*** Opening TASK DATA ***

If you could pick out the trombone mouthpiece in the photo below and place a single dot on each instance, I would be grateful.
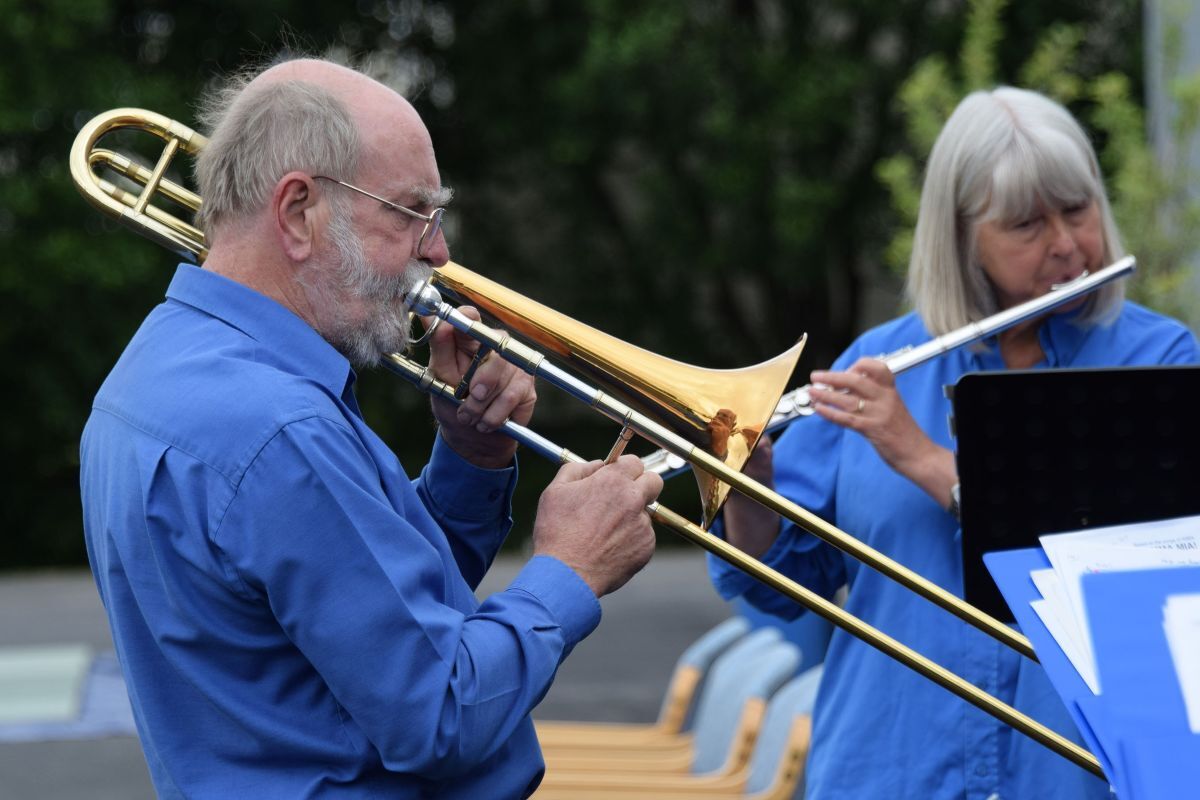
(424, 300)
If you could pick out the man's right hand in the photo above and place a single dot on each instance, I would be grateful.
(593, 518)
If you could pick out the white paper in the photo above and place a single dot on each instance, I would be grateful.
(1141, 546)
(1181, 623)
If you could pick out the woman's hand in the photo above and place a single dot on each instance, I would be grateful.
(864, 400)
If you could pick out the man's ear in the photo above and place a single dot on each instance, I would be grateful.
(295, 211)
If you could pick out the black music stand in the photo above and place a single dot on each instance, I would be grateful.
(1055, 450)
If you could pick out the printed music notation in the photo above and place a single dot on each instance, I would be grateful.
(1140, 546)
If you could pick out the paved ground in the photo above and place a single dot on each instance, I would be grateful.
(618, 674)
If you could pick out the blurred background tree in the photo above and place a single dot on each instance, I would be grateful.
(696, 178)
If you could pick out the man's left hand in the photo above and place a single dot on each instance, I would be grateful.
(498, 391)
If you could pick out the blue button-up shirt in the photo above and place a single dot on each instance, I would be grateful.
(295, 618)
(880, 729)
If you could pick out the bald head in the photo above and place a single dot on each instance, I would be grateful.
(306, 115)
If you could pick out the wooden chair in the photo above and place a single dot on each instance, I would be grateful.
(729, 719)
(774, 773)
(678, 704)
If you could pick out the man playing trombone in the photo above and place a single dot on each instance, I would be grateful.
(1013, 203)
(294, 617)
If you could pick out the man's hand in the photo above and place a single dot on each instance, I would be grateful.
(498, 391)
(592, 517)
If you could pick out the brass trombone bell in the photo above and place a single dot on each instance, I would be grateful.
(721, 411)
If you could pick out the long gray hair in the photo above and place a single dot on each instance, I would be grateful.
(999, 156)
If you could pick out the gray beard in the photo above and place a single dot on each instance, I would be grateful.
(385, 326)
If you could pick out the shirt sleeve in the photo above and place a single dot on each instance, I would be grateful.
(472, 505)
(364, 584)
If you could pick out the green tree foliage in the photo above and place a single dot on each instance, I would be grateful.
(697, 178)
(1151, 199)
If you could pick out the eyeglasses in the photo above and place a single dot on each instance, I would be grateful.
(432, 222)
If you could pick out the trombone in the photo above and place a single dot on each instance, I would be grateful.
(713, 434)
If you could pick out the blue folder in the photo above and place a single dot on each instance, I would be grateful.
(1137, 727)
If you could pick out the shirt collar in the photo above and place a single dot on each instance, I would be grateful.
(1060, 335)
(294, 343)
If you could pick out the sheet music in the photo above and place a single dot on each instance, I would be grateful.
(1181, 623)
(1140, 546)
(1054, 611)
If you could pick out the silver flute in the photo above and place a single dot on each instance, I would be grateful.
(798, 402)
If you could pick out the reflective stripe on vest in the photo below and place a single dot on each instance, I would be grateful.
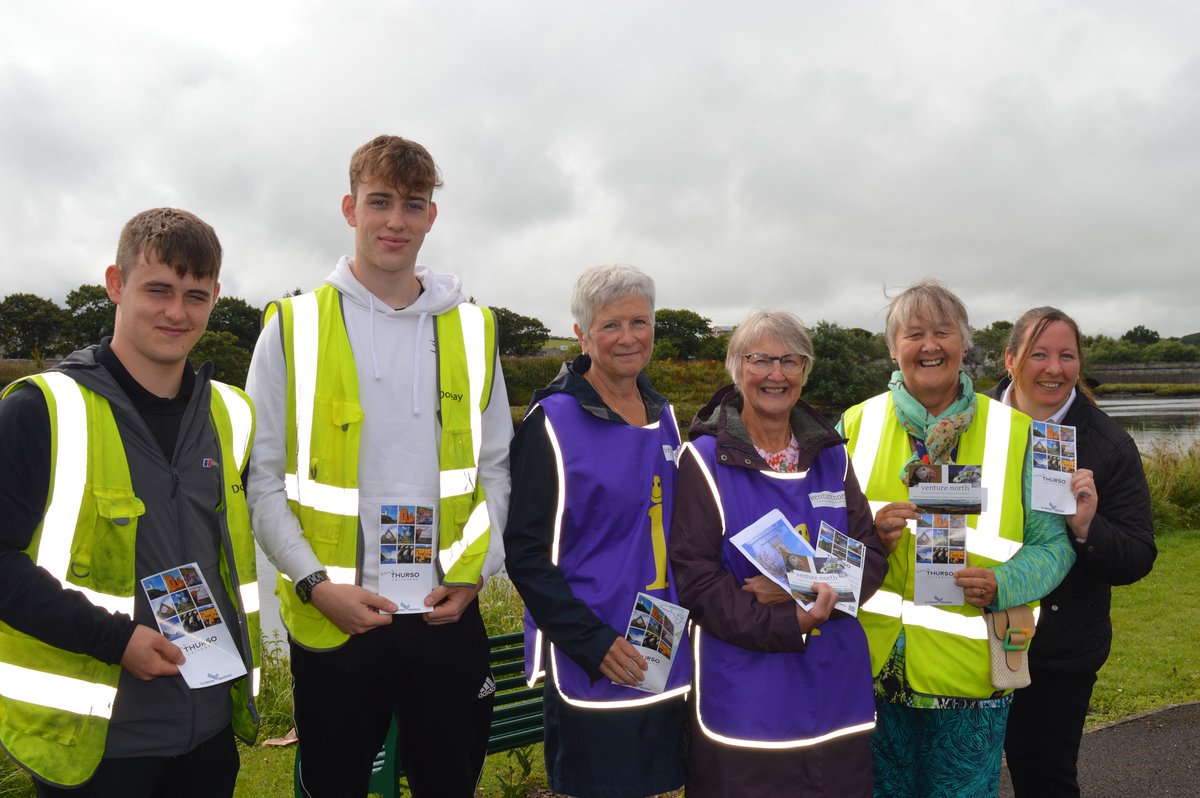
(466, 349)
(299, 484)
(762, 744)
(559, 510)
(57, 691)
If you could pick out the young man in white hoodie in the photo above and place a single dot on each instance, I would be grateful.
(383, 419)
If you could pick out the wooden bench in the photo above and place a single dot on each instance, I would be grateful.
(516, 720)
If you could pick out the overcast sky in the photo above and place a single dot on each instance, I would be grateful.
(797, 155)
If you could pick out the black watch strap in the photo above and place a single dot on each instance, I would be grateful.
(305, 586)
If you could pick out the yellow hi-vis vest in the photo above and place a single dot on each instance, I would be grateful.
(946, 647)
(323, 430)
(55, 705)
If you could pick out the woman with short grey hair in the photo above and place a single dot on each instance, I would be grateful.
(593, 480)
(783, 694)
(940, 719)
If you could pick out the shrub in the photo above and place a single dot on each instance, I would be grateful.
(1174, 477)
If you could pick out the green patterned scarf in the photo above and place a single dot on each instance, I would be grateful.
(941, 433)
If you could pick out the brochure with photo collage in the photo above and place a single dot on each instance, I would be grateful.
(655, 627)
(947, 489)
(941, 546)
(1054, 462)
(845, 558)
(186, 616)
(786, 558)
(407, 539)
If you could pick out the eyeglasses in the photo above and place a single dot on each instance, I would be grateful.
(760, 363)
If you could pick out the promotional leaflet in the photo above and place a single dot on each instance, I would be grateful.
(655, 628)
(407, 545)
(186, 616)
(769, 544)
(845, 557)
(941, 552)
(1054, 462)
(787, 559)
(947, 489)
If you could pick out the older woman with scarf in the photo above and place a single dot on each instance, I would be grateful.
(940, 721)
(783, 695)
(593, 480)
(1113, 534)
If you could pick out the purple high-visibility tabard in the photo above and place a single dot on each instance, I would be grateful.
(616, 489)
(789, 699)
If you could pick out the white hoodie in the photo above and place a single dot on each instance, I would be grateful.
(396, 363)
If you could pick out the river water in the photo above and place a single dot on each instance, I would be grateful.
(1150, 420)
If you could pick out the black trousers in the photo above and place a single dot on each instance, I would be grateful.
(1044, 727)
(436, 681)
(209, 771)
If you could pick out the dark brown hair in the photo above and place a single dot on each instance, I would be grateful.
(181, 240)
(1030, 327)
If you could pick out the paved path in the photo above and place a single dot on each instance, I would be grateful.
(1156, 755)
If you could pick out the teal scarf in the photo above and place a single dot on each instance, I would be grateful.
(939, 433)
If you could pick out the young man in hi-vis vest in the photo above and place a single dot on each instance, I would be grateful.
(381, 467)
(125, 547)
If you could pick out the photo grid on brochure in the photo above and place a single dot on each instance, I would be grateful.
(655, 628)
(407, 535)
(784, 556)
(187, 616)
(1055, 460)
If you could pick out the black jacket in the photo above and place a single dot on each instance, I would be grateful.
(1074, 631)
(529, 531)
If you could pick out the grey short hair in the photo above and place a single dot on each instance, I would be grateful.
(599, 286)
(930, 300)
(784, 327)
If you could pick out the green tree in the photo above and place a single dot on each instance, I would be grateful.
(520, 335)
(93, 316)
(714, 347)
(1170, 352)
(685, 330)
(988, 352)
(30, 327)
(231, 363)
(238, 317)
(1141, 336)
(850, 365)
(1104, 349)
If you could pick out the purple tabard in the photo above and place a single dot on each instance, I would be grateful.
(617, 483)
(799, 697)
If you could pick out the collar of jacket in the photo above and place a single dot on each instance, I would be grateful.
(570, 381)
(721, 418)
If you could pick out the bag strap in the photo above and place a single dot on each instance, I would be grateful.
(1014, 628)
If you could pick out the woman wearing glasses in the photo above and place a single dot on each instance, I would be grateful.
(783, 695)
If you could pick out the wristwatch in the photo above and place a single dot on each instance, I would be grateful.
(305, 586)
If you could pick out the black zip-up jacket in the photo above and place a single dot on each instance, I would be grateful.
(181, 525)
(1074, 630)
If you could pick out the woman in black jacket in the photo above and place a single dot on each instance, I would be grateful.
(1113, 533)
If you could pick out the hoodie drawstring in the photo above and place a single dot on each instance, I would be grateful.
(375, 355)
(417, 361)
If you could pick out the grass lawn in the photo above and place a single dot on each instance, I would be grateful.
(1155, 663)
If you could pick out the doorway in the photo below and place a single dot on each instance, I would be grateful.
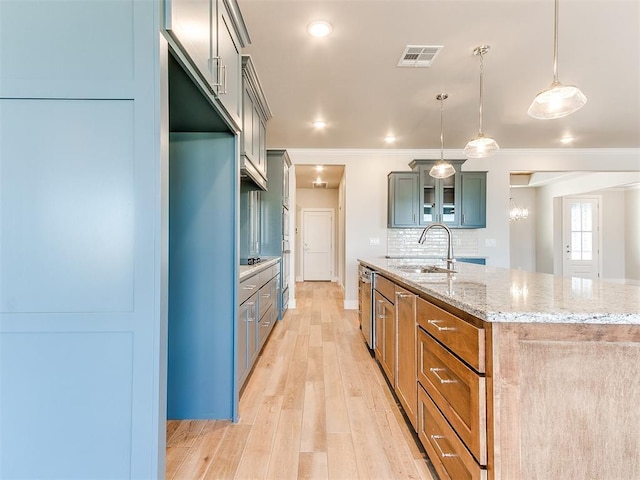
(581, 237)
(318, 232)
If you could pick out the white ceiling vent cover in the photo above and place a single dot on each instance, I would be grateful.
(421, 56)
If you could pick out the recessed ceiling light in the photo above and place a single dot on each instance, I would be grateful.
(319, 28)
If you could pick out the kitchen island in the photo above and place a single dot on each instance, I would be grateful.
(518, 375)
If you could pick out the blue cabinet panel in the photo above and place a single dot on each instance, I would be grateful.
(473, 187)
(403, 204)
(202, 275)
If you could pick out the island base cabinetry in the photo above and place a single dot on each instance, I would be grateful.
(447, 453)
(566, 401)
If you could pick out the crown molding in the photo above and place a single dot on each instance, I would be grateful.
(458, 153)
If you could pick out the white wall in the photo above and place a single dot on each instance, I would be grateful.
(366, 192)
(523, 232)
(549, 227)
(632, 234)
(316, 198)
(612, 249)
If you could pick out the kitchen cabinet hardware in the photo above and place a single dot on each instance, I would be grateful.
(440, 329)
(436, 442)
(436, 373)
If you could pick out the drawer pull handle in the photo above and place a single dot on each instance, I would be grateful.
(442, 380)
(443, 454)
(440, 329)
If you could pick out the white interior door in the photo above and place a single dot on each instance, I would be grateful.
(317, 244)
(581, 237)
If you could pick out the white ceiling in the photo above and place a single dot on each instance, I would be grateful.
(350, 79)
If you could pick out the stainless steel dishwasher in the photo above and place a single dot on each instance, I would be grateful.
(365, 304)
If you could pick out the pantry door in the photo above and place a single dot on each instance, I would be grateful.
(317, 244)
(581, 237)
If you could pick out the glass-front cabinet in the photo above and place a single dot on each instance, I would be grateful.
(439, 197)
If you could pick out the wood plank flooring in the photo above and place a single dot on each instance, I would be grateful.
(316, 406)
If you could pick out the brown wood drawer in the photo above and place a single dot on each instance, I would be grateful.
(462, 338)
(386, 287)
(446, 451)
(458, 391)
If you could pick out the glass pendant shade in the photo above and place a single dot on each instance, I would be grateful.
(516, 213)
(481, 146)
(442, 169)
(557, 101)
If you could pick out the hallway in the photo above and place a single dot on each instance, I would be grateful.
(316, 406)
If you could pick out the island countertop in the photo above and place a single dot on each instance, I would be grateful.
(496, 294)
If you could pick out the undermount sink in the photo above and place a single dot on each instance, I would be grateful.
(424, 269)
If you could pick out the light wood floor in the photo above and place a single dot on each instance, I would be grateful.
(316, 406)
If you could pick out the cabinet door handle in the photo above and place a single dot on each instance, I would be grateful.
(224, 80)
(443, 454)
(440, 329)
(403, 295)
(442, 380)
(217, 84)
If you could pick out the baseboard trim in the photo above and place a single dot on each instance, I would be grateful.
(350, 304)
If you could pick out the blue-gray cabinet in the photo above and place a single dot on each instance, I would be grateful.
(202, 268)
(275, 211)
(417, 199)
(214, 49)
(439, 198)
(403, 205)
(257, 312)
(255, 114)
(473, 199)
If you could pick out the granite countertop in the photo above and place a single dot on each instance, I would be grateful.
(502, 295)
(247, 271)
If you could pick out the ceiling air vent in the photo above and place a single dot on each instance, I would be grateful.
(421, 56)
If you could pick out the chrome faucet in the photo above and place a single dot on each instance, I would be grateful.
(423, 237)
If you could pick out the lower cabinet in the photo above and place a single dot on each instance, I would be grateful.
(385, 338)
(435, 363)
(406, 385)
(256, 317)
(446, 451)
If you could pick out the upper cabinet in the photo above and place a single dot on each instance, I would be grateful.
(473, 199)
(417, 199)
(403, 205)
(255, 114)
(439, 198)
(211, 34)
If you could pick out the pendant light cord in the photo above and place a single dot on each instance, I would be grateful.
(441, 129)
(481, 100)
(555, 43)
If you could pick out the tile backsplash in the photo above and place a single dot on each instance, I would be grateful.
(403, 242)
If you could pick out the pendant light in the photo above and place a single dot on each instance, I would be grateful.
(516, 213)
(481, 146)
(558, 100)
(442, 169)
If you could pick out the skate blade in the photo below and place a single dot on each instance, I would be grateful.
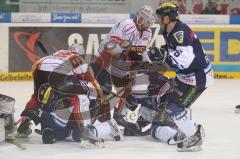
(85, 144)
(192, 149)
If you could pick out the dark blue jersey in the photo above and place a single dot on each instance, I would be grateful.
(187, 55)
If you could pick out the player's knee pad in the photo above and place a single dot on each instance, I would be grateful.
(163, 133)
(47, 95)
(184, 94)
(104, 112)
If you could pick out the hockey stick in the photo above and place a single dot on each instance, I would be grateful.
(12, 140)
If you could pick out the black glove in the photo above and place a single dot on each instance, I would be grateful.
(157, 55)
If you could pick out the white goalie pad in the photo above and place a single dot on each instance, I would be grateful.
(6, 104)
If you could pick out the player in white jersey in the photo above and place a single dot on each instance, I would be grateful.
(184, 53)
(126, 44)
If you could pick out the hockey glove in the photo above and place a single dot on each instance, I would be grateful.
(157, 55)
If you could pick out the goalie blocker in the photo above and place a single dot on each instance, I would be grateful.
(6, 116)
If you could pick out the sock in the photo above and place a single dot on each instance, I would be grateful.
(103, 129)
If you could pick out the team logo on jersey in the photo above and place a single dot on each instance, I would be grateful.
(128, 29)
(179, 36)
(138, 49)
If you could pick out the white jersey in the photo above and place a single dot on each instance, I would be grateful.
(126, 35)
(126, 31)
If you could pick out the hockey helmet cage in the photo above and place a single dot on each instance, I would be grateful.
(147, 13)
(77, 48)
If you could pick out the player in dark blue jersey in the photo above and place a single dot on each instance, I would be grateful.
(183, 53)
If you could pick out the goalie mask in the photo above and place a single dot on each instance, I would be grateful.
(168, 9)
(77, 48)
(147, 15)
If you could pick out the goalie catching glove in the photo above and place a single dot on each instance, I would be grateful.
(158, 55)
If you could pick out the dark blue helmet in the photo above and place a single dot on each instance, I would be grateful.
(168, 8)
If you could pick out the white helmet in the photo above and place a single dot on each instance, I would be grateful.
(77, 48)
(147, 13)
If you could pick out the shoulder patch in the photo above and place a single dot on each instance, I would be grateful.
(128, 29)
(179, 36)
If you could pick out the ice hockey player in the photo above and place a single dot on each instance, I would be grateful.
(67, 74)
(125, 44)
(184, 53)
(6, 116)
(70, 116)
(41, 73)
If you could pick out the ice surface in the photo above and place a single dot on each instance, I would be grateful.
(214, 109)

*** Closing TASK DATA ***

> HOW TO COMPLETE THIS TASK:
The response should consist only of the lines running from the one that contains "If you could pick out the shoulder" through the end of the material, repeated exactly.

> RESULT OF THIS EXERCISE:
If you could pick out the shoulder patch in the photo above and place a single dot on each instance, I would be grateful.
(128, 29)
(179, 36)
If you could pick out the ice hockey player in the photo above and place a single dot on each instance, I would be grateful.
(67, 74)
(125, 44)
(184, 53)
(6, 116)
(70, 116)
(41, 73)
If you could pick out the ice surface in the photo above and place a single dot on each instance, I would be grateful.
(214, 109)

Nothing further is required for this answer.